Task directions =>
Report every line of the listing below that contains the word "ring", copying each such line in full.

Given records =>

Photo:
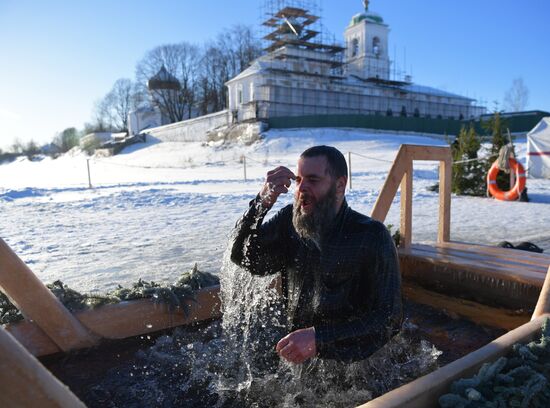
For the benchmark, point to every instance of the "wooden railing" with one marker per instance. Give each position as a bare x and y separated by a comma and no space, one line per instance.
401,174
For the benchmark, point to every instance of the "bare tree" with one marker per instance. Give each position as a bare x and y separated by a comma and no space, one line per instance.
232,52
516,98
111,112
181,62
67,139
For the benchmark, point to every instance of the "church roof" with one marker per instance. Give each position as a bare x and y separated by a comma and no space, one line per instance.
369,16
163,80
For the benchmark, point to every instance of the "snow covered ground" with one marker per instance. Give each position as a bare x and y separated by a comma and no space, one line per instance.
157,208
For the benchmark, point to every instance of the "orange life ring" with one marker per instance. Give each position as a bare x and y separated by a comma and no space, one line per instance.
515,192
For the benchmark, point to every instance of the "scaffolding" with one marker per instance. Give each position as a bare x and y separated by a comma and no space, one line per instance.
299,24
302,75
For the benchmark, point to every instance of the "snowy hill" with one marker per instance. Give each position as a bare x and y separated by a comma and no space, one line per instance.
156,209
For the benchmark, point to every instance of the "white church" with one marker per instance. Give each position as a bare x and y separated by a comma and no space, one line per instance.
302,75
299,76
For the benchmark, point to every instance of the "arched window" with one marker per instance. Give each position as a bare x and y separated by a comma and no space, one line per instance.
355,47
376,45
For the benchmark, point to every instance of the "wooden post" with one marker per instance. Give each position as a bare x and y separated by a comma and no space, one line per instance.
89,178
349,169
424,392
445,181
543,304
26,383
406,206
37,303
387,193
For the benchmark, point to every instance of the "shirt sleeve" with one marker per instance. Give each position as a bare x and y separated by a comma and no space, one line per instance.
258,247
373,326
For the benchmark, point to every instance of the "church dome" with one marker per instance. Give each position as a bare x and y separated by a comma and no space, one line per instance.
369,16
163,80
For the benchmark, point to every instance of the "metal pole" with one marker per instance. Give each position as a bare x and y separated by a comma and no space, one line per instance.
349,169
89,178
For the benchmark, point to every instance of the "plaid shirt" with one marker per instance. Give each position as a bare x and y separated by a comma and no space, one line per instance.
349,289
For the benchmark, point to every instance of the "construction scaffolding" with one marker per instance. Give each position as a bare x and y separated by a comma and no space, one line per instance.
299,24
303,74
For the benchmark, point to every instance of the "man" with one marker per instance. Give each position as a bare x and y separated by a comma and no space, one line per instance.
339,268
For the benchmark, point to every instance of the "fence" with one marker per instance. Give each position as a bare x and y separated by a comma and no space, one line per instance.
245,160
519,123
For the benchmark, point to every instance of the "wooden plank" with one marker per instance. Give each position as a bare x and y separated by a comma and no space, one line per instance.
445,180
468,283
502,254
424,392
127,319
38,303
123,320
26,383
426,250
33,338
533,257
406,207
543,304
473,311
480,268
425,152
389,189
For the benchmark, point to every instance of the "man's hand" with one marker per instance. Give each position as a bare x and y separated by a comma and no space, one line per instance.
298,346
277,182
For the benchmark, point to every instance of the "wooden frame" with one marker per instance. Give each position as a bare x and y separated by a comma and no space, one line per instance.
401,174
425,391
27,383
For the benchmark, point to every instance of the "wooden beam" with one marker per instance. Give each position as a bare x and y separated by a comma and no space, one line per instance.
476,312
445,180
405,228
38,303
425,391
543,304
421,152
387,193
123,320
531,258
26,383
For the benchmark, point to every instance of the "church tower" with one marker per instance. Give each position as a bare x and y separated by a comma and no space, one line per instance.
367,46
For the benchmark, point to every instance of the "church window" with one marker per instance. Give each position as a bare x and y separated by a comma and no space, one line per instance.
376,45
354,47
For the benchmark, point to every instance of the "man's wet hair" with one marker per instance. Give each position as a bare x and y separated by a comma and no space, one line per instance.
337,166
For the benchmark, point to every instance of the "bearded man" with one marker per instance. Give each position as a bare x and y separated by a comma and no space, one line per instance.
339,268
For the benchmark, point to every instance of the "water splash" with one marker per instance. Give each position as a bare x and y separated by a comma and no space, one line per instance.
233,363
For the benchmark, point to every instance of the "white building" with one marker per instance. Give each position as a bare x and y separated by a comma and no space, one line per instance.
163,90
300,77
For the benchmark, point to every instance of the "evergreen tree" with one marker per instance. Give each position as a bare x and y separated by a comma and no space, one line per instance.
495,126
469,173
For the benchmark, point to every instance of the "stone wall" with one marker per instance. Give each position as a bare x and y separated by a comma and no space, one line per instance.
192,130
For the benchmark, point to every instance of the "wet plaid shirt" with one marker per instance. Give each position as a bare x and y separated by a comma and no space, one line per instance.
349,288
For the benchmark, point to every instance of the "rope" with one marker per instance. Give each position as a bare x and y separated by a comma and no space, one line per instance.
372,158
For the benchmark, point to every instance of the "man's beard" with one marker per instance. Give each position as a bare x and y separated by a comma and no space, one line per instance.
312,226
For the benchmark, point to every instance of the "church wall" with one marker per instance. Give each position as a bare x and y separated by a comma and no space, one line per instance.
192,130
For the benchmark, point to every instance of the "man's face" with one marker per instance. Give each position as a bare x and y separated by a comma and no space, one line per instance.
313,182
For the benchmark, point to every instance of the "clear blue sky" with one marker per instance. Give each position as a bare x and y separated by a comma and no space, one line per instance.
59,57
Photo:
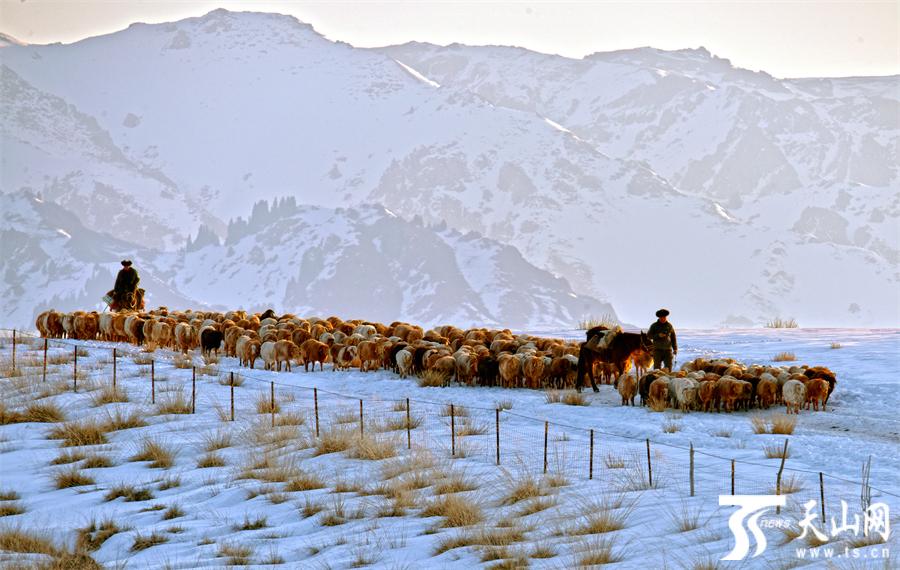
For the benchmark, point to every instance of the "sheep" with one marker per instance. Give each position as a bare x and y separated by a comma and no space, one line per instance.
816,391
627,388
794,395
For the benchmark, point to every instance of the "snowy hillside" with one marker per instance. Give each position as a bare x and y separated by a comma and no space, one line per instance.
364,262
643,177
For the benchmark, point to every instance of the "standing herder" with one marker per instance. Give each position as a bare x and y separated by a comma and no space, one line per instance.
665,345
126,286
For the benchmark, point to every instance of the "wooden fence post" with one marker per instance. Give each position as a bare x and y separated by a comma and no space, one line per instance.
692,468
591,458
732,476
152,381
231,382
822,494
546,436
452,431
780,470
497,430
408,427
316,405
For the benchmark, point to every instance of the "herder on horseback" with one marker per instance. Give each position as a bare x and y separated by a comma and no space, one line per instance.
126,296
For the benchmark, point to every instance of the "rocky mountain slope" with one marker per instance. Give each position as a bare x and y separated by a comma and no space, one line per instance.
643,177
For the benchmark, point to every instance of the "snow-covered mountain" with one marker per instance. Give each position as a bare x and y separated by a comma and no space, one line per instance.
365,262
643,177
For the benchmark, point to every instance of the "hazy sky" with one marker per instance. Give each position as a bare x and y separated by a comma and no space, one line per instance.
784,38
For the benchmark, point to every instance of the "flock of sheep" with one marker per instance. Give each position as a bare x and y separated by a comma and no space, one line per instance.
487,357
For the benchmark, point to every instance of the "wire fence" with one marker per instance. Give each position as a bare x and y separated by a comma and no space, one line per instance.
487,435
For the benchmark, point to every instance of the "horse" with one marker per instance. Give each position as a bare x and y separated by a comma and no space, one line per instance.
619,350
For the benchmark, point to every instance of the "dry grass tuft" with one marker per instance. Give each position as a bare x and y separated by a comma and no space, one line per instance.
211,460
68,456
776,451
96,461
71,477
237,554
335,439
157,454
76,434
173,512
264,404
109,395
598,552
784,357
373,449
93,536
216,441
256,523
456,509
130,493
11,508
779,323
304,481
143,542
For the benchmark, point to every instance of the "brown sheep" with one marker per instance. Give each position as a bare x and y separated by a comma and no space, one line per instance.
313,351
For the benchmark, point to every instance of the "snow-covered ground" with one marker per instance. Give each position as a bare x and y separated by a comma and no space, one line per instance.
372,510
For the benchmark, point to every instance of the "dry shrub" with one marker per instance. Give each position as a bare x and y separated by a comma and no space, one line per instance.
143,542
373,449
96,461
433,379
237,554
784,357
130,493
71,477
118,421
68,456
779,323
109,395
524,487
157,454
537,505
9,496
176,404
335,439
211,460
216,441
598,552
776,451
256,523
303,481
456,509
11,508
92,536
264,404
454,482
310,508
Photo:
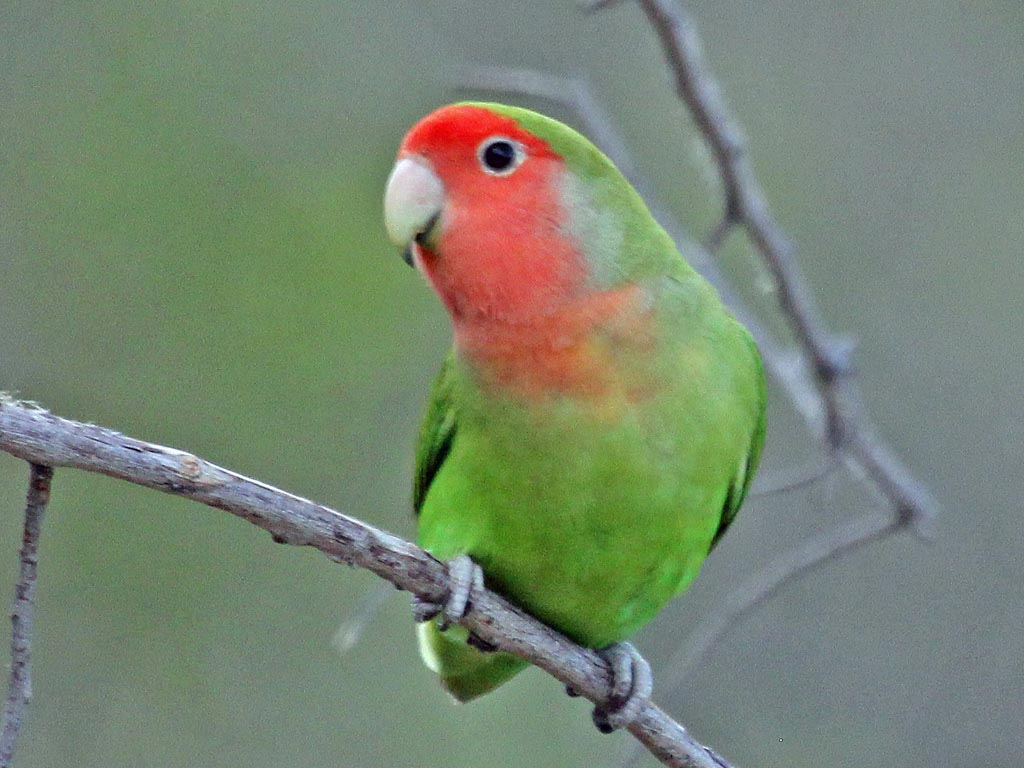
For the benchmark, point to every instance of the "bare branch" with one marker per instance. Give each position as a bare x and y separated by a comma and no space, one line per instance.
818,377
22,614
847,424
39,437
762,586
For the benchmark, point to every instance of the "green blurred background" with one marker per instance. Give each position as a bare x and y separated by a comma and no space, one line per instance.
192,252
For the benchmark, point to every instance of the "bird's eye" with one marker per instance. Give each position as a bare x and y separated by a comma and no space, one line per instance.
500,157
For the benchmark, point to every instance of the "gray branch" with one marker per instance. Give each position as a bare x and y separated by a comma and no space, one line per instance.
19,686
817,377
42,438
848,429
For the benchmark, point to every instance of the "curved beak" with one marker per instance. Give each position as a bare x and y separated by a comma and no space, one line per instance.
413,202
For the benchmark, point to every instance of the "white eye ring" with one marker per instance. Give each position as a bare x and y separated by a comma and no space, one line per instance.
500,156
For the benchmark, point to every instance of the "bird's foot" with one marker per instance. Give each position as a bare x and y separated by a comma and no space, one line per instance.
464,577
631,686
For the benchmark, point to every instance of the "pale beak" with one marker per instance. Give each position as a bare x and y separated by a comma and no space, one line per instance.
413,203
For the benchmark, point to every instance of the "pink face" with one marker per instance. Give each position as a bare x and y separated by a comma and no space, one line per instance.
475,199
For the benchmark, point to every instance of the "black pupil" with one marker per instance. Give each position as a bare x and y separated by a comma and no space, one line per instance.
498,156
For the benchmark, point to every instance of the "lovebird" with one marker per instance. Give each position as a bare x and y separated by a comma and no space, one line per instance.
598,421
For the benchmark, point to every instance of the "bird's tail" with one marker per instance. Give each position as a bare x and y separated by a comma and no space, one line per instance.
465,672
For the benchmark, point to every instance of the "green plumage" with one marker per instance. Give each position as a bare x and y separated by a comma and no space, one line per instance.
593,517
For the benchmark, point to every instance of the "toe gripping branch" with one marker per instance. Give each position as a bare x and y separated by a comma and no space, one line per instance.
464,577
631,687
631,678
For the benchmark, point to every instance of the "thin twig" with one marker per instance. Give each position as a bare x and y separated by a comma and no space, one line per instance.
38,436
813,553
847,424
19,686
869,460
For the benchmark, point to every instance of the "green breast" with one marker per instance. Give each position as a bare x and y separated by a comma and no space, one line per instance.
592,517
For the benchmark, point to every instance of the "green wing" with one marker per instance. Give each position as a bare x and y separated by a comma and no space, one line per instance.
744,475
436,433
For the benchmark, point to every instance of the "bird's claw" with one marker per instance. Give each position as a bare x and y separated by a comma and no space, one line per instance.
631,687
464,577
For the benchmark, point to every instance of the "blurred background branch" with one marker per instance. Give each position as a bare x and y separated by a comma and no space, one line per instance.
817,376
46,440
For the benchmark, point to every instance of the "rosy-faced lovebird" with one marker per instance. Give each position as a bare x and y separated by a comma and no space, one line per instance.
599,418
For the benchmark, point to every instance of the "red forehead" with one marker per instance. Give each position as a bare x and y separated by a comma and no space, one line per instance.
465,126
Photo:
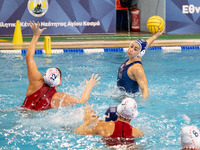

Response to the task =>
For the benchmark, point to every instance of the "orange life ring" with one marker per instance. Give each position as a bare x and y separated by a comma and no space, one line per instance.
For the benchmark, point to every instance of the "white eye ring" with one marker per instance. Give each position as a bare x and y separated by a comma and no space, one line per instance.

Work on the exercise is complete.